> **To be done**
Rewrite the onnxruntime passage starting with "so = SessionOptions()" and going on through "the optimization time.", putting "serialized" wherever "pickled" appears.

> **Passage shown**
⟨

Another example can be found in the tutorial: Profile onnxruntime execution.

Graph Optimisations#

By default, onnxruntime optimizes an ONNX graph as much as it can. It removes every node it can, merges duplicated initializers, fuses nodes into more complex node but more efficient such as FusedMatMul which deals with transposition as well. There are four level of optimization and the final can be saved on a disk to look at it.

so = SessionOptions()
so.graph_optimization_level = GraphOptimizationLevel.ORT_DISABLE_ALL
# or GraphOptimizationLevel.ORT_ENABLE_BASIC
# or GraphOptimizationLevel.ORT_ENABLE_EXTENDED
# or GraphOptimizationLevel.ORT_ENABLE_ALL
so.optimized_model_filepath = "to_save_the_optimized_onnx_file.onnx"

The bigger the graph is, the more efficient optimizations are. One example shows how to enable or disable optimizations on a simple graph: Benchmark onnxruntime optimization.

Class InferenceSession as any other class from onnxruntime cannot be pickled. Everything can be created again from the ONNX file it loads. It also means graph optimization are computed again. To speed up the process, the optimized graph can be saved and loaded with disabled optimization next time. It can save the optimization time.

⟩

> **Given data**
⟨

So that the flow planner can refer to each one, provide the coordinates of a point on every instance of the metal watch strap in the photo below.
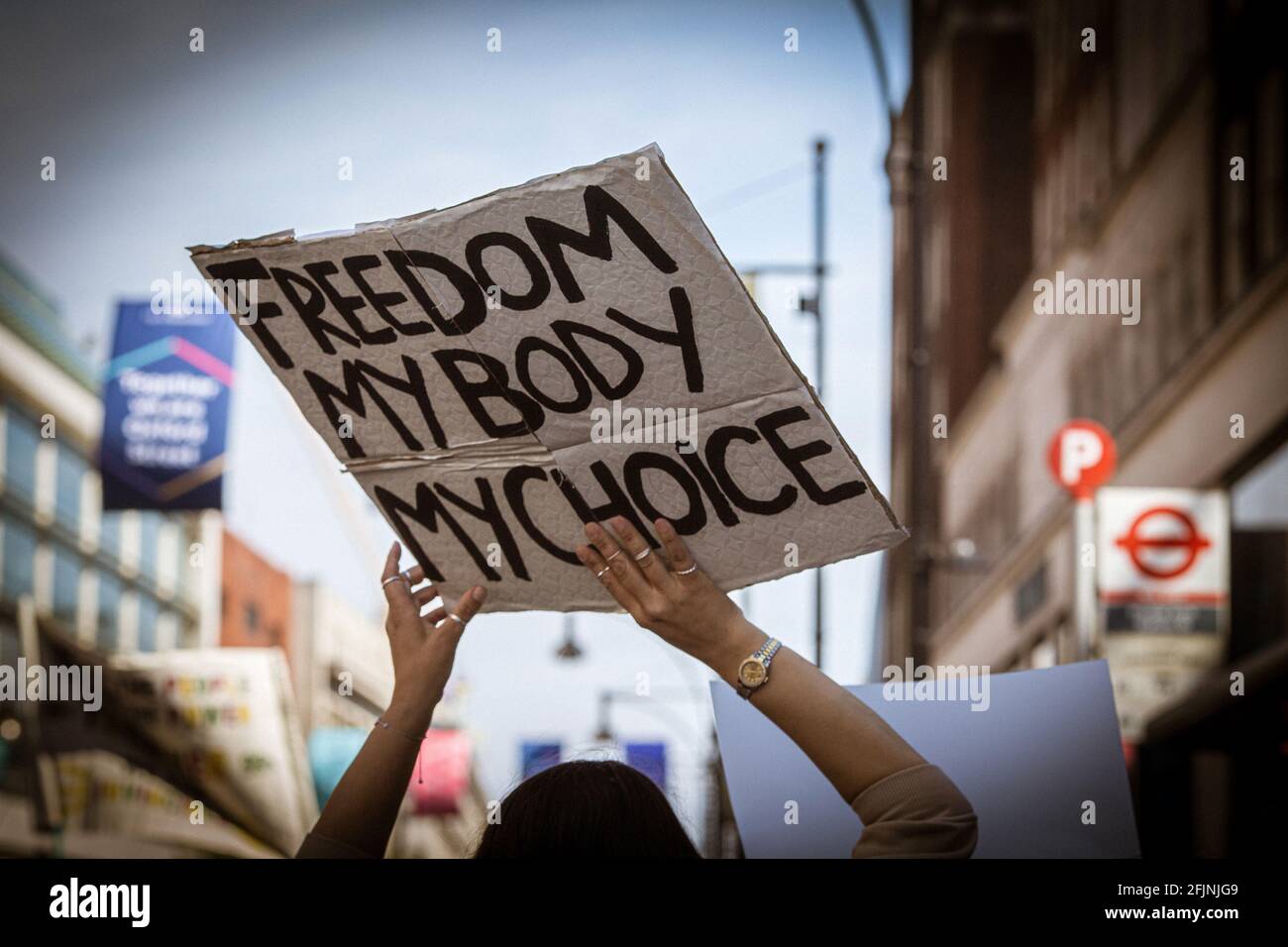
(764, 655)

⟩

> **Solution for this task**
so = SessionOptions()
so.graph_optimization_level = GraphOptimizationLevel.ORT_DISABLE_ALL
# or GraphOptimizationLevel.ORT_ENABLE_BASIC
# or GraphOptimizationLevel.ORT_ENABLE_EXTENDED
# or GraphOptimizationLevel.ORT_ENABLE_ALL
so.optimized_model_filepath = "to_save_the_optimized_onnx_file.onnx"

The bigger the graph is, the more efficient optimizations are. One example shows how to enable or disable optimizations on a simple graph: Benchmark onnxruntime optimization.

Class InferenceSession as any other class from onnxruntime cannot be serialized. Everything can be created again from the ONNX file it loads. It also means graph optimization are computed again. To speed up the process, the optimized graph can be saved and loaded with disabled optimization next time. It can save the optimization time.